REQUIRED ACTION 1:
According to the Cloud Bigtable backups overview, how long after a backup is created can its expiration date be set?
REQUIRED ACTION 2:
Reproduce a section of the Cloud Bigtable backups overview word for word, starting at the words "What backups are for" and ending after "for offline analytics.".

This page provides an overview of Cloud Bigtable backups.
Bigtable backups let you save a copy of a table's schema and data, then restore from the backup to a new table at a later time. Before you read this page, you should be familiar with the Overview of Bigtable and Managing tables.
What backups are for
Backups can help you recover from application-level data corruption or from operator errors such as accidentally deleting a table. You can restore from a backup to a new table in either the instance the backup was created in or a different instance.
What backups are not for
Backups are not intended for protection against regional or zonal failures. Use replication if you need the ability to fail over to different regions or zones.
Backups are not readable, so they are not useful for offline analytics.
- Fully integrated: Backups are handled entirely by the Bigtable service, with no need to import or export.
- Cost effective: Using Bigtable backups lets you avoid the costs associated with exporting, storing, and importing data using other services.
- Automatic expiration: Each backup has a user-defined expiration date that can be up to 30 days after the backup is created.
- Flexible restore options: You can restore from a backup to a table in a different instance from where the backup was created.
Reasons why you might restore to a different instance include the following:
You want to query or run tests against a table that has been restored from a backup, but you don't want your testing to affect the instance where the backup was created.
You want to restore to an instance that has different access settings than the source instance. For instance, you can grant developers access to perform testing, debugging, or development using a table created from a backup of a production table, while you maintain restricted access to the production table.
You want to move data to a different region but don't want to change the replication configuration on the instance that contains the backup. You can restore the backup to an instance that has a cluster in the region where you want your data.

DATASET CONTENT:

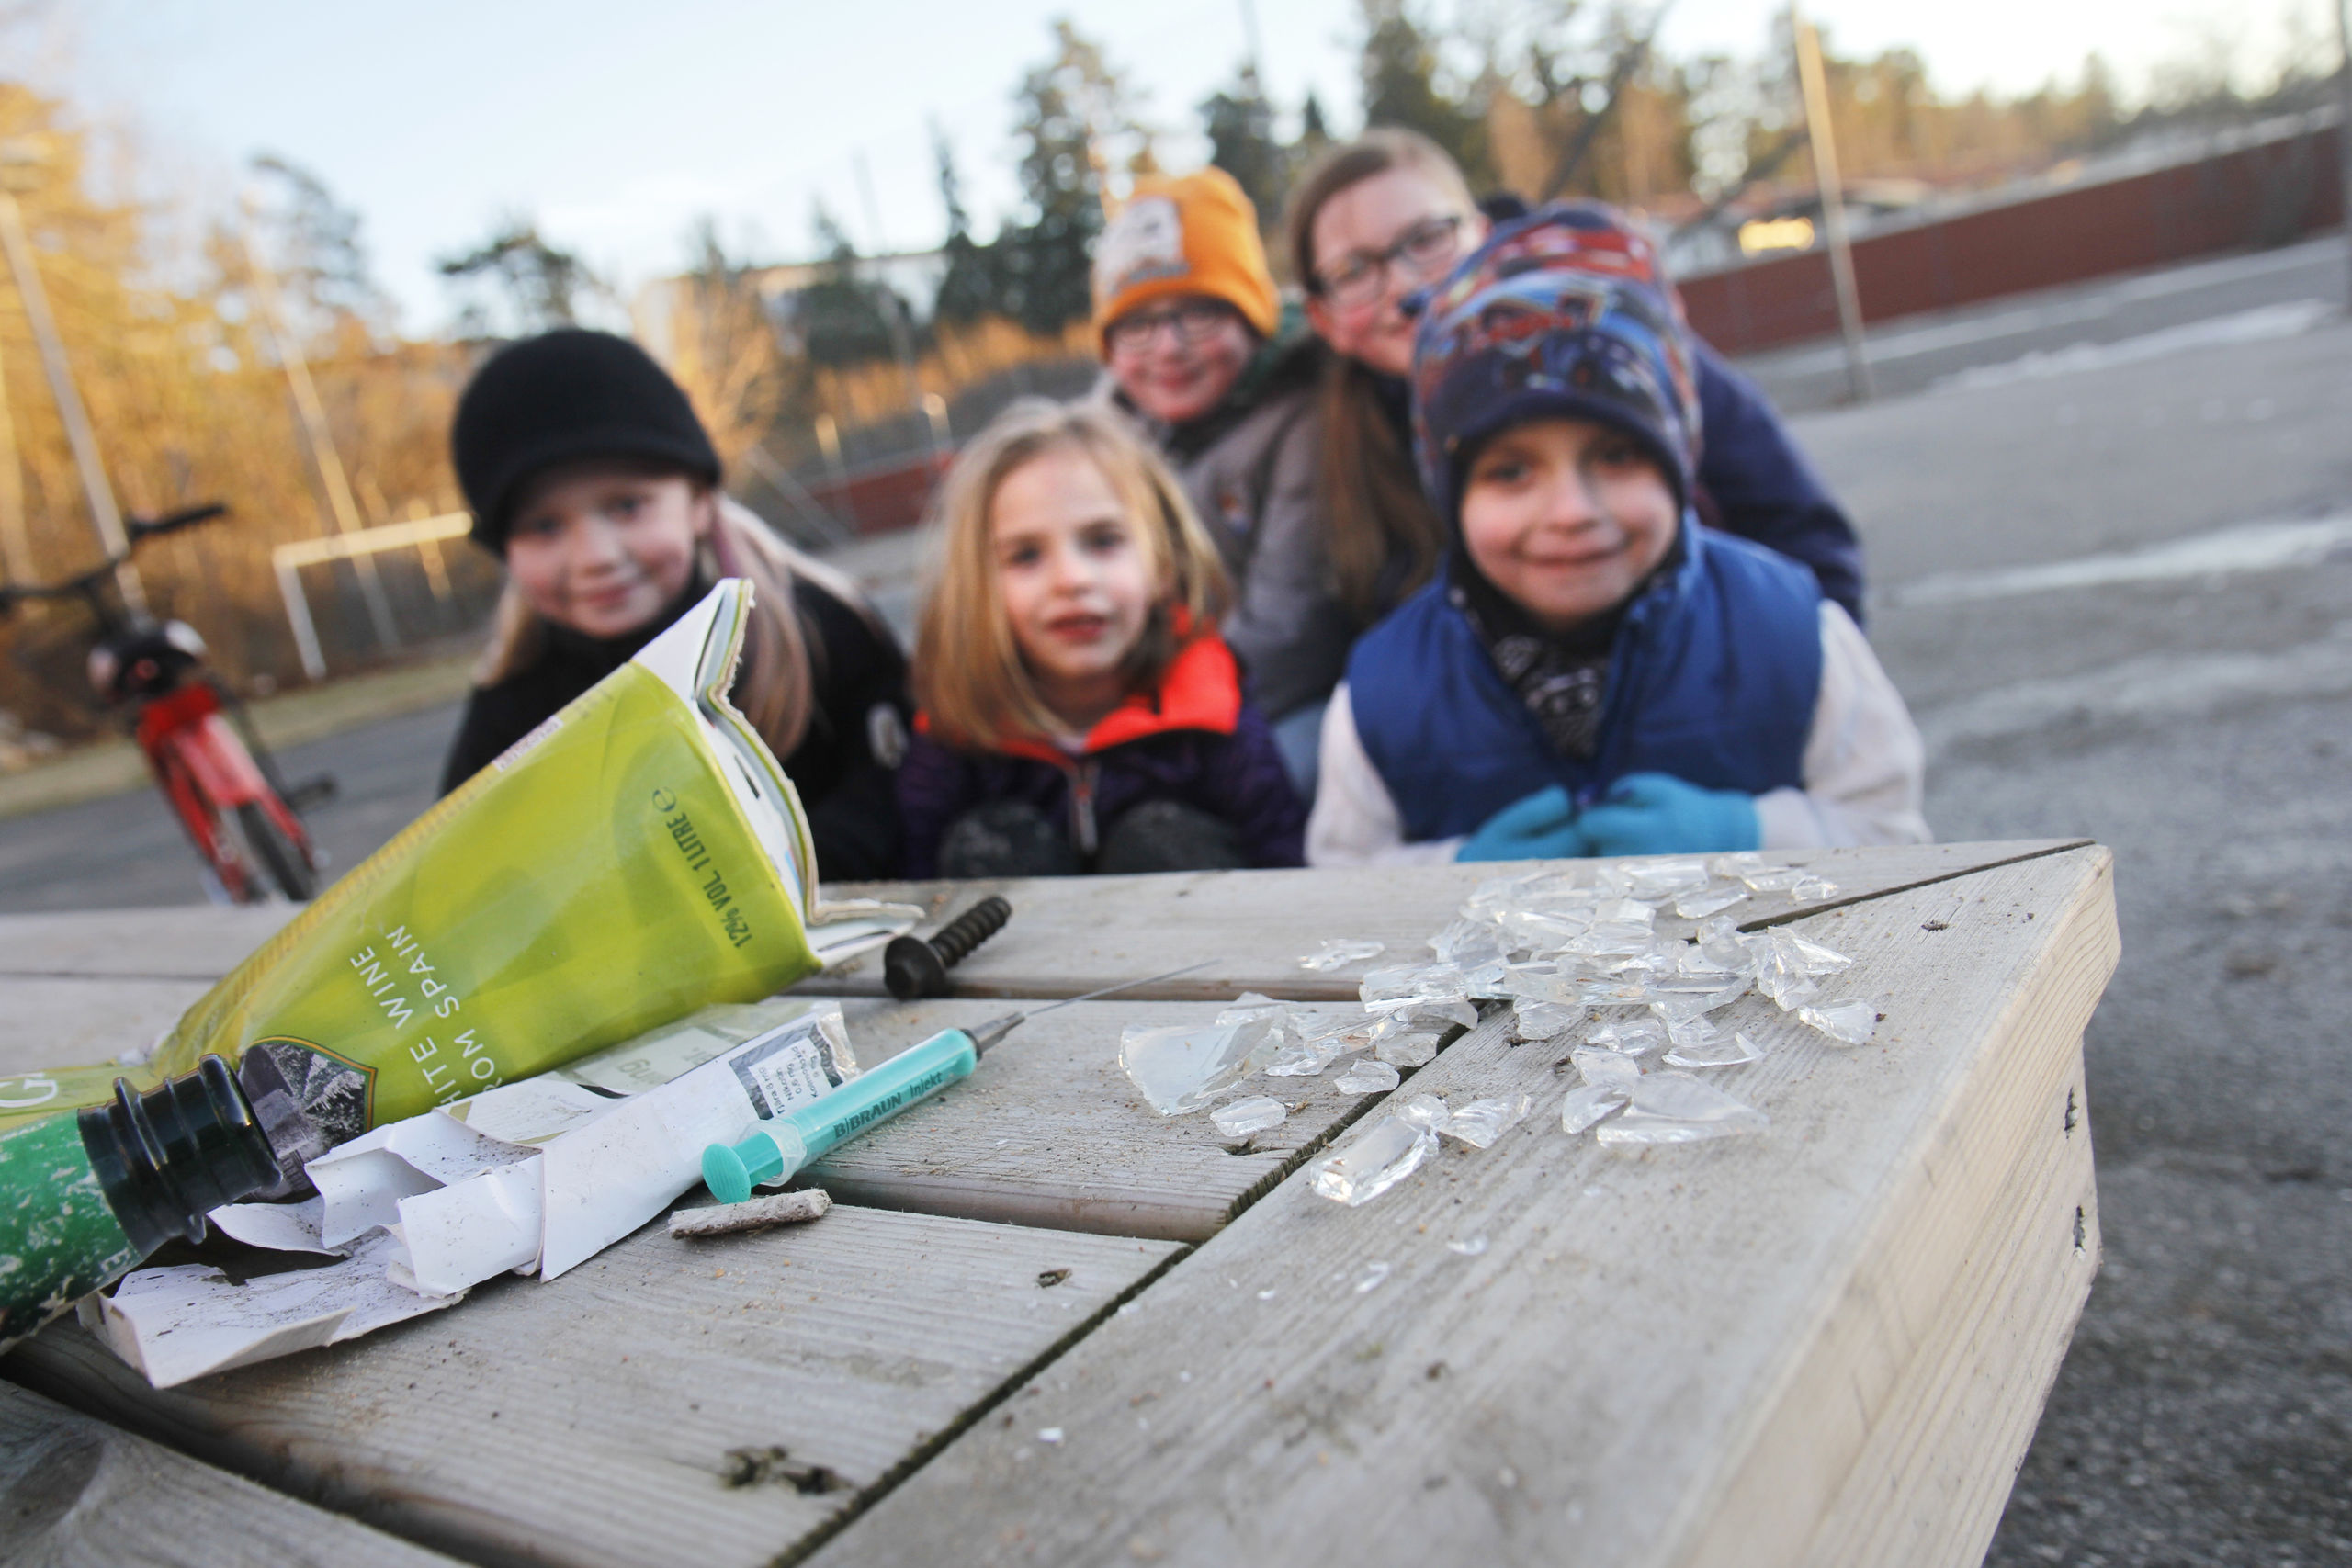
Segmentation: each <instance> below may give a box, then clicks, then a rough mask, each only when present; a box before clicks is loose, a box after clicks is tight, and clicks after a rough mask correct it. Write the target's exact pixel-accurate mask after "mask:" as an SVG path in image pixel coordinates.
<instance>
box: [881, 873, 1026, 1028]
mask: <svg viewBox="0 0 2352 1568" xmlns="http://www.w3.org/2000/svg"><path fill="white" fill-rule="evenodd" d="M1011 914H1014V907H1011V905H1009V903H1004V900H1002V898H997V896H995V893H990V896H988V898H983V900H981V903H976V905H971V907H969V910H964V912H962V914H957V917H955V919H950V922H948V924H946V926H941V929H938V936H934V938H929V940H924V938H920V936H901V938H894V940H891V945H889V947H884V950H882V983H884V985H889V994H891V997H896V999H898V1001H913V999H915V997H946V994H948V969H953V966H955V964H960V961H962V959H964V954H967V952H971V950H974V947H978V945H981V943H985V940H988V938H990V936H995V933H997V929H1002V926H1004V922H1007V919H1011Z"/></svg>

EXERCISE RESPONSE 1:
Up to 30 days after the backup is created.

EXERCISE RESPONSE 2:
What backups are for
Backups can help you recover from application-level data corruption or from operator errors such as accidentally deleting a table. You can restore from a backup to a new table in either the instance the backup was created in or a different instance.
What backups are not for
Backups are not intended for protection against regional or zonal failures. Use replication if you need the ability to fail over to different regions or zones.
Backups are not readable, so they are not useful for offline analytics.